[Region pointing data]
- Opening Delimiter -

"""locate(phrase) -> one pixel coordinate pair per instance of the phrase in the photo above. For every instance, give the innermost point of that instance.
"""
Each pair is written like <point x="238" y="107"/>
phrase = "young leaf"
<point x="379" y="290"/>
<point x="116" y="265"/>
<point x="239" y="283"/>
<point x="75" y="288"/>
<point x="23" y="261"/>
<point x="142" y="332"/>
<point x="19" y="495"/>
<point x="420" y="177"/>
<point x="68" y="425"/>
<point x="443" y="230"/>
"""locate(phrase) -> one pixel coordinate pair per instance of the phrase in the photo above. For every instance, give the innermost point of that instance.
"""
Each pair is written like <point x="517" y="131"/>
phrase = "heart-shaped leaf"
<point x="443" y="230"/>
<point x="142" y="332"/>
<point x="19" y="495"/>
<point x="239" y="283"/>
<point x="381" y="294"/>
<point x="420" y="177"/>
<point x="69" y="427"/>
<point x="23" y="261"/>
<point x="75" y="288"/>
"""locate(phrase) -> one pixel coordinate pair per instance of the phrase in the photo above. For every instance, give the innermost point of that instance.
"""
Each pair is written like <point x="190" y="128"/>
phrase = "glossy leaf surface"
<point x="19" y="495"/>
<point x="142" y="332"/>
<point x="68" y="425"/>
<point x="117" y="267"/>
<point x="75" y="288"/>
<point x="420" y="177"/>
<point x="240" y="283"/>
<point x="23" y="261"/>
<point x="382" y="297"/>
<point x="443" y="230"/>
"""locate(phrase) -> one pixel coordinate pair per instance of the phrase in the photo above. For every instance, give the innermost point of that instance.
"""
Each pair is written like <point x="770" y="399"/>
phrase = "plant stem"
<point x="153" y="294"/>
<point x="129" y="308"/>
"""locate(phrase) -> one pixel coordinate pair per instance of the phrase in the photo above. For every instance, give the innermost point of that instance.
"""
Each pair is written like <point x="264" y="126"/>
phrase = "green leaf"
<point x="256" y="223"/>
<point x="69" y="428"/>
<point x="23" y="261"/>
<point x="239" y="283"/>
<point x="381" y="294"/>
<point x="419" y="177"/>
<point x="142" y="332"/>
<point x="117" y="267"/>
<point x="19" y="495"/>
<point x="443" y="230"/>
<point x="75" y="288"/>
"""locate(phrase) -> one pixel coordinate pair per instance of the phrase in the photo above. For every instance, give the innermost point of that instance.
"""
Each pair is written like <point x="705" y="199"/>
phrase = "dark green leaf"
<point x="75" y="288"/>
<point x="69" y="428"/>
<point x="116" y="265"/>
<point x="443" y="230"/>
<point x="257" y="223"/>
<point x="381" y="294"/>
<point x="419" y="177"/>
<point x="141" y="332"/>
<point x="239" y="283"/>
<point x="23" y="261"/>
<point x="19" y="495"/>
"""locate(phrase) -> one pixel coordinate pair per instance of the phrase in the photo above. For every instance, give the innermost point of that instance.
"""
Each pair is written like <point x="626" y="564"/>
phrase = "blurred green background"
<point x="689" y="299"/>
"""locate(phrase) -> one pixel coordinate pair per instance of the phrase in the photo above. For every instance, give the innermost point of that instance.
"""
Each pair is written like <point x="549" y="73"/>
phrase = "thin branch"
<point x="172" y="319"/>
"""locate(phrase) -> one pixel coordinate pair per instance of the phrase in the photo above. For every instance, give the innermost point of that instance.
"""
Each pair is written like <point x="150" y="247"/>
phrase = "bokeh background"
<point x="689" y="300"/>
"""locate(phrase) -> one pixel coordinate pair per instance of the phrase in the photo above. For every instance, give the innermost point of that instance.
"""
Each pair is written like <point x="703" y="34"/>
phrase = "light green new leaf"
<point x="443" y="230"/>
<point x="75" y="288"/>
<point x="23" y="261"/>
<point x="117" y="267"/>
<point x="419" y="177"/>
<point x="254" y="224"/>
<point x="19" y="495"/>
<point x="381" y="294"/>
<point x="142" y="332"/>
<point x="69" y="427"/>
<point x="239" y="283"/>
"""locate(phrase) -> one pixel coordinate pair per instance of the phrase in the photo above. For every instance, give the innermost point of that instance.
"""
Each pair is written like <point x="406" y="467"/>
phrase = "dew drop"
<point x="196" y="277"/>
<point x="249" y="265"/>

- Closing Delimiter -

## WHAT YOU SHOULD DO
Go through the entries above and report every line in which the word "like" appears.

## EXERCISE RESPONSE
Each pair is written like <point x="238" y="107"/>
Each pair is written like <point x="517" y="131"/>
Each pair is written like <point x="190" y="128"/>
Each pair is written like <point x="770" y="399"/>
Each pair is written like <point x="264" y="126"/>
Each pair is written like <point x="705" y="199"/>
Each pair is written like <point x="626" y="564"/>
Each pair is written like <point x="549" y="73"/>
Each pair is written like <point x="150" y="247"/>
Each pair is written like <point x="703" y="34"/>
Each pair is written like <point x="406" y="467"/>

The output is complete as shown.